▶ Object pointing dataset rows:
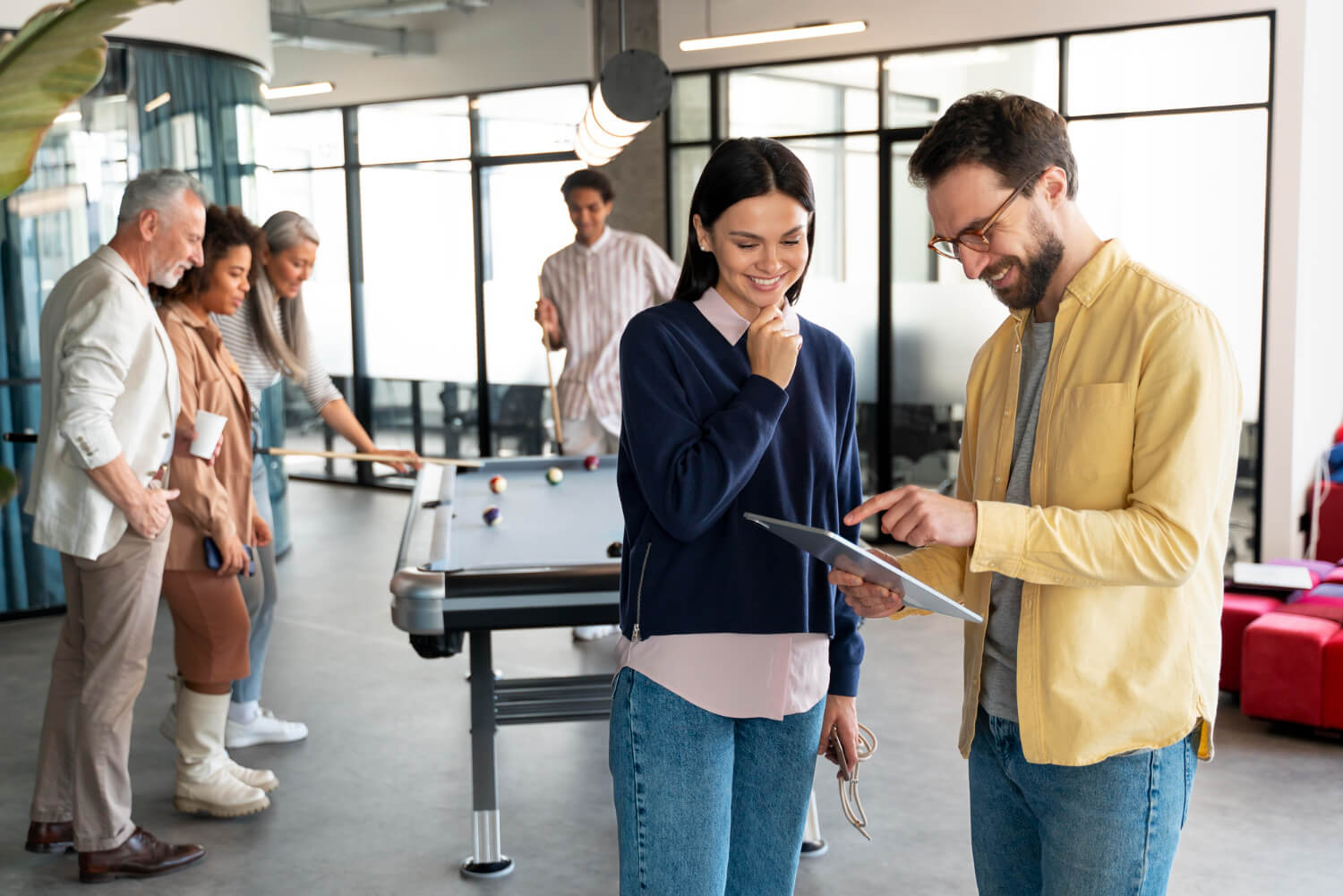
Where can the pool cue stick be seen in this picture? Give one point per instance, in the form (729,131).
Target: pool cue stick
(336,456)
(363,456)
(550,376)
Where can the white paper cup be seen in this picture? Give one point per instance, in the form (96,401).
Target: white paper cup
(209,429)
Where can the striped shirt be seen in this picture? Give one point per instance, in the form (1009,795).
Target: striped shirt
(596,290)
(255,365)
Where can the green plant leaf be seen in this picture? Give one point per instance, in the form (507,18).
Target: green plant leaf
(8,485)
(56,58)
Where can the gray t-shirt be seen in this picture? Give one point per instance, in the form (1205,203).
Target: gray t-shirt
(998,695)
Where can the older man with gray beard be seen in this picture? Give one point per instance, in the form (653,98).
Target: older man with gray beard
(109,405)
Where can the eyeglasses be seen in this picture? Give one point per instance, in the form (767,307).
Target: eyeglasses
(975,239)
(849,789)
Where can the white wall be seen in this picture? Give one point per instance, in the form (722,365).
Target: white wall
(1303,387)
(1318,325)
(509,43)
(236,27)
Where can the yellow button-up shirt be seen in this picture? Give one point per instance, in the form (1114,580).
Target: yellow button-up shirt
(1123,546)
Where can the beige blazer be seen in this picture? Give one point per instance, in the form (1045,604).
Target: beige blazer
(109,387)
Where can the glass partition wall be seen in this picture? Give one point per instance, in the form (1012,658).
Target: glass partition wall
(153,107)
(1178,140)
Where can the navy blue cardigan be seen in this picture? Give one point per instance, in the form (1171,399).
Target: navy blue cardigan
(706,440)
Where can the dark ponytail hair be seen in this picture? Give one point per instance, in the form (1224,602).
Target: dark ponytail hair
(739,169)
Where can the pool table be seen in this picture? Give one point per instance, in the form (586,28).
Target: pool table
(545,562)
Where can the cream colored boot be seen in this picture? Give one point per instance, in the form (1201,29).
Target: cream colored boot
(262,778)
(204,782)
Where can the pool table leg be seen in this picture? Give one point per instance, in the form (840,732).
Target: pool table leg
(488,860)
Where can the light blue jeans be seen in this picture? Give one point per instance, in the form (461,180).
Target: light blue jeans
(1108,829)
(260,593)
(706,805)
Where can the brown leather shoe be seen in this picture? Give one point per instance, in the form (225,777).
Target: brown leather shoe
(141,856)
(51,837)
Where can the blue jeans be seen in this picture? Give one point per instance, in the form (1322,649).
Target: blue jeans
(260,593)
(706,805)
(1108,829)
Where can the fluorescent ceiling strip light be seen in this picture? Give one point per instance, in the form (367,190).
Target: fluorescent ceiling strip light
(297,90)
(773,37)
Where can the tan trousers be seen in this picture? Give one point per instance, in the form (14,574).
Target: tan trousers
(96,676)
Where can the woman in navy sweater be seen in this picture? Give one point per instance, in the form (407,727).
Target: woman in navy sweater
(738,661)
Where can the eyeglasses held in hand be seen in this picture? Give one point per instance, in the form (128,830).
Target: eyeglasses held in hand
(849,798)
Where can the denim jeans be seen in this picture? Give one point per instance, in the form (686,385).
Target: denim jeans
(1108,829)
(260,593)
(706,805)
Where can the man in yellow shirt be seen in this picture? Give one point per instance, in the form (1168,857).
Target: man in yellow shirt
(1088,527)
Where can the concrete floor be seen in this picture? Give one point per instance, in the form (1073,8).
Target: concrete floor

▶ Stated task: Scale the records from the line containing "Where can the woman" through the end of the records. Rewrite that stretch in full, requests included, with each point coordinate in the answers multiplied by 0.3 and rounded to a whole number (halves round up), and leave the requests and their format samples unchanged.

▶ Answer for this exercise:
Where can the woman in navy sweater be seen in this picture? Give one point per instance, in the form (407,727).
Target: woman in navy sweater
(221,198)
Where can the eyeglasses held in hand be seen in this picture? Give one point per instance, in the form (128,830).
Target: eyeglasses held in hand
(255,239)
Where can the denim jeans be seen in this picture? Give one point per instance, in the form (686,385).
Target: denim jeans
(332,249)
(78,178)
(212,242)
Where can the man in yellow shirt be seen in this picture? Give one point per instance, in the form (1168,857).
Target: man in yellow shirt
(326,158)
Where can the concrete floor be seen in this picture? Give one point per instance, in the form (1073,8).
Target: concrete floor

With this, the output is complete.